» **Page excerpt**:
---+---
United States v. Gil
680 F. App'x 11
| 2d Cir. | 2017Background
- Defendant Kelvin (Kalvin) Gil was convicted after a jury trial of being a felon in possession of a firearm/ammunition under 18 U.S.C. § 922(g)(1), based in part on two armed robberies during which ballistics linked him to a shooting; he was sentenced to 84 months.
- On appeal, Gil challenged the district court’s admission of the government’s ballistics expert testimony; this was his sole substantive basis for reversing the conviction.
- The district court admitted the expert after finding the ballistics technique was governed by standardized principles, had low error rates (about 1%), and the expert had sufficient training and experience; the court relied on written submissions and oral argument rather than a separate Daubert hearing.
- Gil argued the district court abdicated its Daubert gatekeeping role, failed to account for National Academy of Sciences critiques calling ballistics subjective, erred by not holding a live Daubert hearing, and improperly allowed the expert to testify to a "reasonable degree of certainty."
- The Second Circuit reviewed the evidentiary rulings for abuse of discretion and affirmed, holding the district court adequately assessed reliability and appropriately left subjective concerns to cross-examination and the jury.
---+---
» **Exercises to complete**:
(a) From the case summary, list each argument Gil made that the district court erred in handling the ballistics expert.
(b) According to the case summary, why did the district court admit the government's ballistics expert?
---+---
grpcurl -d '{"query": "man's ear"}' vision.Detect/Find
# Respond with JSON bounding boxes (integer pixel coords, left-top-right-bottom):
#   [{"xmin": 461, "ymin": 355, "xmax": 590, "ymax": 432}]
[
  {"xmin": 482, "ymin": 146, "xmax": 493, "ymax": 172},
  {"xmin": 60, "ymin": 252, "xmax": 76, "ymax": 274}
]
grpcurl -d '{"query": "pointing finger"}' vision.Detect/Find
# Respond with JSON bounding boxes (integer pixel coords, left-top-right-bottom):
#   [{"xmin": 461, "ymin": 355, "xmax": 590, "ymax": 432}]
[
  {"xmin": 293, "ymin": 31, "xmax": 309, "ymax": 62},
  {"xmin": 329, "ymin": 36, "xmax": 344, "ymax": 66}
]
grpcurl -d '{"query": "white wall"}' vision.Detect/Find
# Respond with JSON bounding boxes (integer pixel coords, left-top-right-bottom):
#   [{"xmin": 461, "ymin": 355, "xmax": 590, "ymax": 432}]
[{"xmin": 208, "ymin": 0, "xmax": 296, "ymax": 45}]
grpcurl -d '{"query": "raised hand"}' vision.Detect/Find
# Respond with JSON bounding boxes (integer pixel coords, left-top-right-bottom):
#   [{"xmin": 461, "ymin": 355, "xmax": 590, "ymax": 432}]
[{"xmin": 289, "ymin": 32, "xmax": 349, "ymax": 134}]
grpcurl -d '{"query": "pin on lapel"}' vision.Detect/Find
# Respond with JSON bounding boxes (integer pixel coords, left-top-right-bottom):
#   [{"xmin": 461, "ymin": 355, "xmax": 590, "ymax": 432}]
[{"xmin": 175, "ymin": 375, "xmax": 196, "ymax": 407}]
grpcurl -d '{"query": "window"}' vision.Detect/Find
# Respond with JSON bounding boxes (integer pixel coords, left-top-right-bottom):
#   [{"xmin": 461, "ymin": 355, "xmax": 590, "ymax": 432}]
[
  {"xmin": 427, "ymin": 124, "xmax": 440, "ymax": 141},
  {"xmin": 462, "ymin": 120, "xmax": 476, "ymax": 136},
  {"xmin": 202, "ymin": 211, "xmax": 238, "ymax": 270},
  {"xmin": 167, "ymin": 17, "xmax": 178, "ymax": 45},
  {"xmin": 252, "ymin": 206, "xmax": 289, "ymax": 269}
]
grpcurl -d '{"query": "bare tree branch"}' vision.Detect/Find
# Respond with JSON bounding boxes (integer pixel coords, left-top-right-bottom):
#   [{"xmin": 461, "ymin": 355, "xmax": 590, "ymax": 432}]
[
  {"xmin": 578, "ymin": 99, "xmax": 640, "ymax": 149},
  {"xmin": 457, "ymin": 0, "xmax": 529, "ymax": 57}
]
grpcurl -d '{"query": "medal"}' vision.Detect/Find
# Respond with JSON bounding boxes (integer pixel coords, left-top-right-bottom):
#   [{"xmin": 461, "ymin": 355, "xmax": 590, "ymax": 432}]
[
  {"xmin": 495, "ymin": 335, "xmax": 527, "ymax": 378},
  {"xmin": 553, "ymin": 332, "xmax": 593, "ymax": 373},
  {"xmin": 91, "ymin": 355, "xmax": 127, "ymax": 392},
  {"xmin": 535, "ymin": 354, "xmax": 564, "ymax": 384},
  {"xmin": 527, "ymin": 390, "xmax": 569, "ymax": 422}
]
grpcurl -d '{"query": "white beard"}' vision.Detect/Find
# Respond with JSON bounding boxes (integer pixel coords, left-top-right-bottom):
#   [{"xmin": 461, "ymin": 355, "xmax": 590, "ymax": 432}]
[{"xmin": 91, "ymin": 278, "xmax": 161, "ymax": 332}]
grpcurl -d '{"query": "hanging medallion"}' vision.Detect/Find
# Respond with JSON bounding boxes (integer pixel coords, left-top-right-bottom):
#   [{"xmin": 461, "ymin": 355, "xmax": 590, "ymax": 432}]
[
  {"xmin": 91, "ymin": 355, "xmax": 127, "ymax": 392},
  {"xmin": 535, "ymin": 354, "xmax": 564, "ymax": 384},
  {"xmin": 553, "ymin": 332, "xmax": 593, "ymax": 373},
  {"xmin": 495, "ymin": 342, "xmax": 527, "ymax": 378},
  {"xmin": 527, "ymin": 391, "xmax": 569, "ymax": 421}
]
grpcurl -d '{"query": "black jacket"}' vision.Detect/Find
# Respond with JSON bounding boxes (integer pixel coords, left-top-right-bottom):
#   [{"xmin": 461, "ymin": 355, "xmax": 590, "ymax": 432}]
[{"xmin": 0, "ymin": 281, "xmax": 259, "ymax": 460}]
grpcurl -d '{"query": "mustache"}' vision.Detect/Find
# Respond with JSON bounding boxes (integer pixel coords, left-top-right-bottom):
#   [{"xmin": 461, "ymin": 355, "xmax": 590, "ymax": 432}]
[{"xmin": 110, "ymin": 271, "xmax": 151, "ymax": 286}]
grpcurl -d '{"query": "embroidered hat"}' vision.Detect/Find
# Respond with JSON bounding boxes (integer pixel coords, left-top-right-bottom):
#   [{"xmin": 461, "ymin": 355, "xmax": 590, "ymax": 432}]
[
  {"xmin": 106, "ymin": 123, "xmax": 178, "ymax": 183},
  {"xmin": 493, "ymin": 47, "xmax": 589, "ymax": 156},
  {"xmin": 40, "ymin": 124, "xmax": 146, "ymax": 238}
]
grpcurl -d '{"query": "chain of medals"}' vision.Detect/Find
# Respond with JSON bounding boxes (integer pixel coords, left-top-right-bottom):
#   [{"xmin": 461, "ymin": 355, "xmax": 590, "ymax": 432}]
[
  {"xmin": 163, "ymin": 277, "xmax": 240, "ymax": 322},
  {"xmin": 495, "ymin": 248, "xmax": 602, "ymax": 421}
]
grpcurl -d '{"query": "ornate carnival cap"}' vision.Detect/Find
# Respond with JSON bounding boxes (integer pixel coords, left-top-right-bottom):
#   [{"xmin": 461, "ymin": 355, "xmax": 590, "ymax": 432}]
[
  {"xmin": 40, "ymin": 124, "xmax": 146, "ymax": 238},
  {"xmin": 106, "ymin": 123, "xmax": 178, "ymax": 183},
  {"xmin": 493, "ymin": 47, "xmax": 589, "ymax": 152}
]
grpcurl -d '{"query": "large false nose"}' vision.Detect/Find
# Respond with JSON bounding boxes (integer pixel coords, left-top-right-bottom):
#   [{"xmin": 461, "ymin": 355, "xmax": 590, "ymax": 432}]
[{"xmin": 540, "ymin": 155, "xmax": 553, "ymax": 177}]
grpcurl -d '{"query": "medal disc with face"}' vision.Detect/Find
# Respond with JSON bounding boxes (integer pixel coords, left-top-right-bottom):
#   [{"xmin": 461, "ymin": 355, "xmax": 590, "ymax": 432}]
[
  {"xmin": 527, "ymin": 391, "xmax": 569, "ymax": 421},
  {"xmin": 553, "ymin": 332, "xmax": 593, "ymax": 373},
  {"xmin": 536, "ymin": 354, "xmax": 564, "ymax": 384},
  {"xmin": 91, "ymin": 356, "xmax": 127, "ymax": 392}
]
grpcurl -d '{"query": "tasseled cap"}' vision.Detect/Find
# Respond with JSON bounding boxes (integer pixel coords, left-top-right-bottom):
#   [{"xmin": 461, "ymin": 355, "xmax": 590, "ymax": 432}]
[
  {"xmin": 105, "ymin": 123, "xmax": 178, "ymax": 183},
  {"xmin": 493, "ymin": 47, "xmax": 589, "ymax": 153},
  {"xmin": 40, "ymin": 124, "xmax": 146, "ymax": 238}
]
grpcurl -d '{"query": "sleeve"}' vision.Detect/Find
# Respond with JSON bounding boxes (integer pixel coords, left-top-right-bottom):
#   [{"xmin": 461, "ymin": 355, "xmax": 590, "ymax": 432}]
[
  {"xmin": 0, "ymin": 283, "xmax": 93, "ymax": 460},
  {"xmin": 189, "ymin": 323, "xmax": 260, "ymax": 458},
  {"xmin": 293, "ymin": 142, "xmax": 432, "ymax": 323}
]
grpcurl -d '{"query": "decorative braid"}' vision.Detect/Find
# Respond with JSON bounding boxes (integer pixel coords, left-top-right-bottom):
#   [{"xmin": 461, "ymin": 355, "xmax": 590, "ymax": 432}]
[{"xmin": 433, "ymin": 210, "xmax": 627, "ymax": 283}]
---+---
» **Responses by task**:
(a)
- The district court abdicated its Daubert gatekeeping role.
- It failed to account for National Academy of Sciences critiques calling ballistics subjective.
- It erred by not holding a live Daubert hearing.
- It improperly allowed the expert to testify to a "reasonable degree of certainty."

(b) The district court found that the ballistics technique was governed by standardized principles and had low error rates of about 1%. It also found that the expert had sufficient training and experience.